# Provided information:
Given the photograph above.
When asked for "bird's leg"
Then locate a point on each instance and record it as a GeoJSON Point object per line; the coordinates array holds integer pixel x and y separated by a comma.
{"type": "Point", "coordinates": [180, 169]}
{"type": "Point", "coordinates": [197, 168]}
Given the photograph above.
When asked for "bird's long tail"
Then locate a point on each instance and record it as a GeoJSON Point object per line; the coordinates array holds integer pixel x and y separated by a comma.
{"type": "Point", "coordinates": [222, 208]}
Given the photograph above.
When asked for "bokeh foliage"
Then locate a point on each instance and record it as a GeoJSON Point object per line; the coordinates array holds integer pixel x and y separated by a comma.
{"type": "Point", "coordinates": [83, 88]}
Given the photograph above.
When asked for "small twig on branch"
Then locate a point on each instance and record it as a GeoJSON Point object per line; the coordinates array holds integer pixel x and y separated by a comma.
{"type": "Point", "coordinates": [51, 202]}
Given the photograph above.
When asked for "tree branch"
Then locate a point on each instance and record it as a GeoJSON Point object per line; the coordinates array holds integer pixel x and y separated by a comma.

# What you are asked to do:
Using the material above, return each line in which the word "When" occurs.

# Finished exercise:
When asked for "bird's leg"
When asked for "bird's long tail"
When asked for "bokeh foliage"
When asked for "small twig on branch"
When asked for "tree branch"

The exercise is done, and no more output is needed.